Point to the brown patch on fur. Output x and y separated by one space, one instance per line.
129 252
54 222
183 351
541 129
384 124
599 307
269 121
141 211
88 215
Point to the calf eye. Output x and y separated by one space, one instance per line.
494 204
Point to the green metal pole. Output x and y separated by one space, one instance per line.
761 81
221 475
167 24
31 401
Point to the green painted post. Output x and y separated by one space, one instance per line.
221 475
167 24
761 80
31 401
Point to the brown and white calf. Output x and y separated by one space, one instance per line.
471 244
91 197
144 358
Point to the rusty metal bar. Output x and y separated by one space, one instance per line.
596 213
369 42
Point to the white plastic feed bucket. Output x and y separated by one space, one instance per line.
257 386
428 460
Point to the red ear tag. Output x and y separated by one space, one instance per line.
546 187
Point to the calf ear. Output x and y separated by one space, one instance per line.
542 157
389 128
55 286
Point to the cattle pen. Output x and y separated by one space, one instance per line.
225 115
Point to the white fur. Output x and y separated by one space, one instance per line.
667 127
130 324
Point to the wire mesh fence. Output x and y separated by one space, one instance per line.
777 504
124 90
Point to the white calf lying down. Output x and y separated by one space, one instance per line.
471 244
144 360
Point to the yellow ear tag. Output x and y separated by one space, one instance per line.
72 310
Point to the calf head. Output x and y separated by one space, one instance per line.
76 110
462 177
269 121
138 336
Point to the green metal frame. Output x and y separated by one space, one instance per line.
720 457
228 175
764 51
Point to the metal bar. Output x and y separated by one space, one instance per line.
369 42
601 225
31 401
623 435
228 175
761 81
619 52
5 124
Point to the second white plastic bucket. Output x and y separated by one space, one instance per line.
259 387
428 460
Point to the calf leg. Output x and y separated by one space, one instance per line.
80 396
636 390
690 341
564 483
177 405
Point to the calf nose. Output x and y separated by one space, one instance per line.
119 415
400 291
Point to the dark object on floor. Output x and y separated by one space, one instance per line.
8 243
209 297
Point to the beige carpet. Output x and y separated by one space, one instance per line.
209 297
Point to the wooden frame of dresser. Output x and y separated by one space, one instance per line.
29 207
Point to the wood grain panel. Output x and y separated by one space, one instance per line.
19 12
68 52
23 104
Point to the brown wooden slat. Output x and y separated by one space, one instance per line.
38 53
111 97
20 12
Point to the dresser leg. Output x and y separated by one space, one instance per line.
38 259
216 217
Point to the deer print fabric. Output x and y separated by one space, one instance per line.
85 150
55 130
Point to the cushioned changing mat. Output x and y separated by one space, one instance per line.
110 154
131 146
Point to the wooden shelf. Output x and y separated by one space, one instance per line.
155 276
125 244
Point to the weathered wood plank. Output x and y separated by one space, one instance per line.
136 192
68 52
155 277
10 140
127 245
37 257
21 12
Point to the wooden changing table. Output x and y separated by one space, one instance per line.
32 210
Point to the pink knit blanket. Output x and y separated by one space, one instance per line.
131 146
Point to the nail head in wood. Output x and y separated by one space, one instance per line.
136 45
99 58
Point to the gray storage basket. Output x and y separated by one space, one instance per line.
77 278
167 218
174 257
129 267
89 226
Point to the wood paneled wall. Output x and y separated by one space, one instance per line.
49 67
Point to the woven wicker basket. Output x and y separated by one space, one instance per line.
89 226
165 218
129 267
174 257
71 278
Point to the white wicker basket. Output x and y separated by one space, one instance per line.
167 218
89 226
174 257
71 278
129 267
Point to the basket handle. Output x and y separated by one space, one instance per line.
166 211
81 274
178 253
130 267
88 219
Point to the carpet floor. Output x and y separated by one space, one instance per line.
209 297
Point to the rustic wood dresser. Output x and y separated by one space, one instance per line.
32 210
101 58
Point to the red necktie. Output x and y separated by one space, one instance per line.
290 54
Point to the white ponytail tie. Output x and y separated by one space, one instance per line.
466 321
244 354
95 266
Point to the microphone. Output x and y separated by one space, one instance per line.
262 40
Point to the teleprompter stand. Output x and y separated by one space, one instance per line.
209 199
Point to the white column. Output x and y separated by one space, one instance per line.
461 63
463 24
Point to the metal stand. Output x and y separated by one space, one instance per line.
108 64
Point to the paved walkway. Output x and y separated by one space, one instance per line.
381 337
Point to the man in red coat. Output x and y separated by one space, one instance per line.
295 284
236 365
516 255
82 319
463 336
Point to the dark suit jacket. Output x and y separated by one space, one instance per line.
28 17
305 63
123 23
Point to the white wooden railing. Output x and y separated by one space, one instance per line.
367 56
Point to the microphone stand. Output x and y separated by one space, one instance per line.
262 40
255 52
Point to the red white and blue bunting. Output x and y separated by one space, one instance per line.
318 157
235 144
════════════════
WORK TO BE COMPLETED –
Please copy the line that contains "Point to the teleprompter" and each line after it through the end of the records, exactly, and no other lines.

REPLY –
Point to the teleprompter stand. Output x and y separated by one space, one instance per line.
209 199
Point to the white column. Output x and y separated by one space, one instance per line.
461 63
463 24
Point to the metal stand. Output x and y separated by one space, one instance per line.
108 64
Point to the paved walkway. Output x and y separated by one space, one instance per line.
381 337
Point to the man in red coat. Output x and y separated by one space, one instance per line.
295 284
236 365
516 255
82 319
463 336
Point to the dark suit jacket. Output x and y separated by one space, one instance per line.
28 17
305 63
123 23
Point to the white wooden railing. Output x and y separated by one space, one instance per line.
367 56
Point to the microphone stand. Output x and y separated by one space, one instance per line.
262 40
255 52
Point to the red white and blue bunting. Output x and y separated by one space, one instance per line.
318 157
235 144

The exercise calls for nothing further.